• Questions on the material
a - Copy the passage on dwarf chicken genomics word for word, from "Molecular Biology and" to "selection for dwarfism.".
b - Extend the forum post about the dwarf chicken genomics paper, starting after its last sentence.

• Selected extract

>>>

Registered: 08/30/02
Posts: 2819
Loc: Australia
Just released Dec 2017 paper on dwarf chickens, includes research on Seramas, etc:

Wang et al., 2017.
An Evolutionary Genomic Perspective on the Breeding of Dwarf Chickens.
Molecular Biology and Evolution, Volume 34, Issue 12, 1 December 2017, Pages 3081–3088, https://doi.org/10.1093/molbev/msx227
Abstract only
Quote:
Herein, we explore the evolution of the Serama, the smallest breed of chicken. Leveraging comparative population genomics, analyses identify several genes that are potentially associated with the growth and development of bones and muscles. These genes, and in particular both POU1F1 and IGF1, are under strong positive selection. Three allopatric dwarf bantams (Serama, Yuanbao, and Daweishan) with different breeding-histories, form distinct clusters and exhibit unique population structures. Parallel genetic mechanisms underlay their variation in body size. These findings provide insights into the multiple and complex pathways, depending on genomic variation, that chicken can take in response to aviculture selection for dwarfism.

<<<

• Extracted information
>>>

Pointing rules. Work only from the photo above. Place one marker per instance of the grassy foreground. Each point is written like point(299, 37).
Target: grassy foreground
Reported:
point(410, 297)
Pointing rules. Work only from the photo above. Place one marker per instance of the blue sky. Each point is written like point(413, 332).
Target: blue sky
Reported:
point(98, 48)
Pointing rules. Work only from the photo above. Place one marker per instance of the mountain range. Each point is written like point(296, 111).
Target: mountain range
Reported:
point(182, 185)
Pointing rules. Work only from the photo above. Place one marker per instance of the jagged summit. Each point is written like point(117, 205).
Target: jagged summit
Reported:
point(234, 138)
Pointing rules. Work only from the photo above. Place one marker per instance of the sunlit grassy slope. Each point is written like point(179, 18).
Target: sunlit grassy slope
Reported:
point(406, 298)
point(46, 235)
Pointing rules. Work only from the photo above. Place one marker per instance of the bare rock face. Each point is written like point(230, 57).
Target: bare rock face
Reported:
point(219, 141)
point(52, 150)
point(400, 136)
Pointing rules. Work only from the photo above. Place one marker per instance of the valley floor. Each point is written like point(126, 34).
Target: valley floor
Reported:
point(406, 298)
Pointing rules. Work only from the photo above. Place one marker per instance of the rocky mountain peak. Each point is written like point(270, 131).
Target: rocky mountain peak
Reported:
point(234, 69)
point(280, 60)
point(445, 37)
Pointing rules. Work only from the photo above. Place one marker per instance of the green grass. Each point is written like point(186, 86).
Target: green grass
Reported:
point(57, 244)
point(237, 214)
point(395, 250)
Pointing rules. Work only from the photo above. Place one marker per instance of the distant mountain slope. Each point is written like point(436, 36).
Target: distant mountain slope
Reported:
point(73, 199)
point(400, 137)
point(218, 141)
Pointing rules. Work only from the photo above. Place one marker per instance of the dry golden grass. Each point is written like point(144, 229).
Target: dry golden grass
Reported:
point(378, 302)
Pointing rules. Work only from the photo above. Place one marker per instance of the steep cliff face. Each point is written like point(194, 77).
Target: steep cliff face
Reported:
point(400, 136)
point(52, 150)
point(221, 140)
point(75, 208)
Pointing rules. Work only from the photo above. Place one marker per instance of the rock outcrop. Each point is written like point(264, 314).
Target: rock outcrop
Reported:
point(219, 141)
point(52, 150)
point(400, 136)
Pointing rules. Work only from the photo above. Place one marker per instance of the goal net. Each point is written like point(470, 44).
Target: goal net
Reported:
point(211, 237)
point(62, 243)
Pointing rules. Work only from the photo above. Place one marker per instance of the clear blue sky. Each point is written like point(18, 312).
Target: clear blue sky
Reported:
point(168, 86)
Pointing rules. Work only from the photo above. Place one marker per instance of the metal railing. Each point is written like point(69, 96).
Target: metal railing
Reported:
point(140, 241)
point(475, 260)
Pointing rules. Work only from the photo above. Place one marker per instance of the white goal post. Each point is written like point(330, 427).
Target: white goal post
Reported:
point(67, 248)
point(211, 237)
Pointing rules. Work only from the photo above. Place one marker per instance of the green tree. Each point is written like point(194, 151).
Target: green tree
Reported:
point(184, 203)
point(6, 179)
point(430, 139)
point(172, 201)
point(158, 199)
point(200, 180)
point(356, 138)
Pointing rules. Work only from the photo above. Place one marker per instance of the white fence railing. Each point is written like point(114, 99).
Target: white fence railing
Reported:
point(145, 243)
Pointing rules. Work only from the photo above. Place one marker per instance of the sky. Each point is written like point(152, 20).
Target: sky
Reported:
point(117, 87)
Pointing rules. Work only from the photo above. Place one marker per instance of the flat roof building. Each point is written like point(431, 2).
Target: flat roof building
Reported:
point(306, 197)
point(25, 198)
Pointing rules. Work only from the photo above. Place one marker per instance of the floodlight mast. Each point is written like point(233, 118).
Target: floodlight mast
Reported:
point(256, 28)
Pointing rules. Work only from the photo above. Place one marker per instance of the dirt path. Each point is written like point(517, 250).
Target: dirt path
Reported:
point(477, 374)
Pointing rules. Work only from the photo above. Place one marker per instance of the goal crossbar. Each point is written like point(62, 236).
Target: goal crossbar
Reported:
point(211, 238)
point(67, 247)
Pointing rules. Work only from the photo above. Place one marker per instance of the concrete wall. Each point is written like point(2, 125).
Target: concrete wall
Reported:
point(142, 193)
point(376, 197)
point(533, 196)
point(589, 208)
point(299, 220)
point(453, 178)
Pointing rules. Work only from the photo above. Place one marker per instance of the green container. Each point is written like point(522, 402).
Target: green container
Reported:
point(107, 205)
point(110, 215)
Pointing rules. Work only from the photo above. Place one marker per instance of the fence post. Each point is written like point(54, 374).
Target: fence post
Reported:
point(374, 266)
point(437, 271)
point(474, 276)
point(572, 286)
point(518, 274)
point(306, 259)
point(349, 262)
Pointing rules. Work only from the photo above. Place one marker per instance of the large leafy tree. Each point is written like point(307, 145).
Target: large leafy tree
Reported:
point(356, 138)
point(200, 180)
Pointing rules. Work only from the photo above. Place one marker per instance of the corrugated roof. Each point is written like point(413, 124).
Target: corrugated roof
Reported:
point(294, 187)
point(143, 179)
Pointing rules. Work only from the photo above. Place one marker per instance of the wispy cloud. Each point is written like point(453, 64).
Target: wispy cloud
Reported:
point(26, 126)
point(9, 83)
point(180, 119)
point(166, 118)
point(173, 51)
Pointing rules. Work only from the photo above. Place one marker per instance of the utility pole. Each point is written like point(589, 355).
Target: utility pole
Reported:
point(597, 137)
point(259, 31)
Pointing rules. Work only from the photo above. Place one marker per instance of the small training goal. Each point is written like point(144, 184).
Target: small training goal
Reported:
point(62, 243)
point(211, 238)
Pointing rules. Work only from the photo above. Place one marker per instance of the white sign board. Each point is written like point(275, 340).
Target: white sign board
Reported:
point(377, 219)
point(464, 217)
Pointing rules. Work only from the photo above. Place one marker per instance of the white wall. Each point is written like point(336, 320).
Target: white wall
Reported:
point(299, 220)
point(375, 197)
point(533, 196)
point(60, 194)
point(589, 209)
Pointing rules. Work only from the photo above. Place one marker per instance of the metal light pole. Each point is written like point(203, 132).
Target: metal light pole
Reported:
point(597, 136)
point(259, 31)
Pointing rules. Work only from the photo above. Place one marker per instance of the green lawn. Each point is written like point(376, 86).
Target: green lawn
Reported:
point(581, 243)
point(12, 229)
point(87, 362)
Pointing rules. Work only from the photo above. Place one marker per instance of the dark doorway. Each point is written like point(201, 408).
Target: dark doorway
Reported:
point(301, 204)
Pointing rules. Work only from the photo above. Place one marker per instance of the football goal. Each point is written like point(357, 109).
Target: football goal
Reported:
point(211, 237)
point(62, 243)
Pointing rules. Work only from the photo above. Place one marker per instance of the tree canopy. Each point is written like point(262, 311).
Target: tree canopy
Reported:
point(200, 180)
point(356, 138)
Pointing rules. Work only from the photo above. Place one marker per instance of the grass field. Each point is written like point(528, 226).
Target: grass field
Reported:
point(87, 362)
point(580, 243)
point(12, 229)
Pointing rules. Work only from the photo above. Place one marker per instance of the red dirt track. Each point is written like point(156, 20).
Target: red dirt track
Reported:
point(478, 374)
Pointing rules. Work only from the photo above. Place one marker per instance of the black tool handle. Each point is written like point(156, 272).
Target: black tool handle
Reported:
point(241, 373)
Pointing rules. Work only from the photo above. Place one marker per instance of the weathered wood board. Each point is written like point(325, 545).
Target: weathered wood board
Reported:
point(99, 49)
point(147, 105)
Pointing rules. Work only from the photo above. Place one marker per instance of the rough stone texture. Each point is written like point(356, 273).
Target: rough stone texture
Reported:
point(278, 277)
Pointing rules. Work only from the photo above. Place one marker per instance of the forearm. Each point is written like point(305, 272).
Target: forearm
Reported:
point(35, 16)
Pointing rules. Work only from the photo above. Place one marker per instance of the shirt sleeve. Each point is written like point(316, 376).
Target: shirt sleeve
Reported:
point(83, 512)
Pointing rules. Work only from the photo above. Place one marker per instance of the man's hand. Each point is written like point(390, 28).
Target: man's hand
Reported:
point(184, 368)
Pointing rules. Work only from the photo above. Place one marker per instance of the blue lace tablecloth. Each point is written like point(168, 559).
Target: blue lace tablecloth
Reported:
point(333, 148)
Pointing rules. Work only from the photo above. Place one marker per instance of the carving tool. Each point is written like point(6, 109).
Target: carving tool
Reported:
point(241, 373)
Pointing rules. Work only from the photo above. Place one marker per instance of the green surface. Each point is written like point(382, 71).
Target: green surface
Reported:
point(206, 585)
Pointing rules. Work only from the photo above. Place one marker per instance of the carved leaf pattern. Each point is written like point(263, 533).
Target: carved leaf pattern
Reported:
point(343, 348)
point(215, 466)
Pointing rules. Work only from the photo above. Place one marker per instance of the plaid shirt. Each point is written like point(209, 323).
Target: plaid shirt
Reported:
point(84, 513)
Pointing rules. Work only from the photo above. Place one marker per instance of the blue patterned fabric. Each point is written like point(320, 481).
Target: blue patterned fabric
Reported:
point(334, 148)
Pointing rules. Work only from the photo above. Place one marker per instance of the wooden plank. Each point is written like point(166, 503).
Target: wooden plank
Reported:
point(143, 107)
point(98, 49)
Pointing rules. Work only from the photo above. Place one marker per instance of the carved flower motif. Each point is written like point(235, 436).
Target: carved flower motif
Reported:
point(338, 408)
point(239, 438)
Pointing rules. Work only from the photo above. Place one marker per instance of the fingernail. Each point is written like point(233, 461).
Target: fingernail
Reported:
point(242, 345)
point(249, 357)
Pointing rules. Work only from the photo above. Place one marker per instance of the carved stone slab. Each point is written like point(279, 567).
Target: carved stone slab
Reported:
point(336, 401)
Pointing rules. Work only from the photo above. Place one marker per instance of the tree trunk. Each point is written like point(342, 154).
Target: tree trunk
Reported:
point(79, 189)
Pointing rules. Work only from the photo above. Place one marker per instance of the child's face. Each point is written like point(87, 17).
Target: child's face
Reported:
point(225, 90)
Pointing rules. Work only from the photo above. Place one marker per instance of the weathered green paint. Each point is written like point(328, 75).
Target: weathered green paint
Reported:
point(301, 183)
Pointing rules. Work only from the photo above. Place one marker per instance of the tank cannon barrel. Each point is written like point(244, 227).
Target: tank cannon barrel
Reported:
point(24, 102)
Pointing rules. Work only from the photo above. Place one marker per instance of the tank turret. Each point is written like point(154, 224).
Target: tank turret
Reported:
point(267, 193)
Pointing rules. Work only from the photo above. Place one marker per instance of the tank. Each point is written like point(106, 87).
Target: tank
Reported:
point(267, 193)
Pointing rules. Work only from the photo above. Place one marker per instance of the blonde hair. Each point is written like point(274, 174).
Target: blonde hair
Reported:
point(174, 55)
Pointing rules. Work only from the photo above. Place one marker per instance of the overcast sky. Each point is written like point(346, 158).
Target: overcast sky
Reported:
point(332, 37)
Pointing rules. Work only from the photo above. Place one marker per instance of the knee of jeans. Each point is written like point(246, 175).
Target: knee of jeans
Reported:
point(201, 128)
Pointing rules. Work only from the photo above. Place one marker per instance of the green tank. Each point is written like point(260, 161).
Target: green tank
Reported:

<<<

• Answers for the tasks
a -
Molecular Biology and Evolution, Volume 34, Issue 12, 1 December 2017, Pages 3081–3088, https://doi.org/10.1093/molbev/msx227
Abstract only
Quote:
Herein, we explore the evolution of the Serama, the smallest breed of chicken. Leveraging comparative population genomics, analyses identify several genes that are potentially associated with the growth and development of bones and muscles. These genes, and in particular both POU1F1 and IGF1, are under strong positive selection. Three allopatric dwarf bantams (Serama, Yuanbao, and Daweishan) with different breeding-histories, form distinct clusters and exhibit unique population structures. Parallel genetic mechanisms underlay their variation in body size. These findings provide insights into the multiple and complex pathways, depending on genomic variation, that chicken can take in response to aviculture selection for dwarfism.

b -
*Unfortunately only the abstract available for free.

-------------------------

Earlier 2017 paper that compares the dwarf Chinese breed Daweishan with a fast growing large breed, the Wuding chicken.

Dou T, Zhao S, Rong H, et al. 2017.
Biological mechanisms discriminating growth rate and adult body weight phenotypes in two Chinese indigenous chicken breeds.
BMC Genomics. 2017;18:469. doi:10.1186/s12864-017-3845-9.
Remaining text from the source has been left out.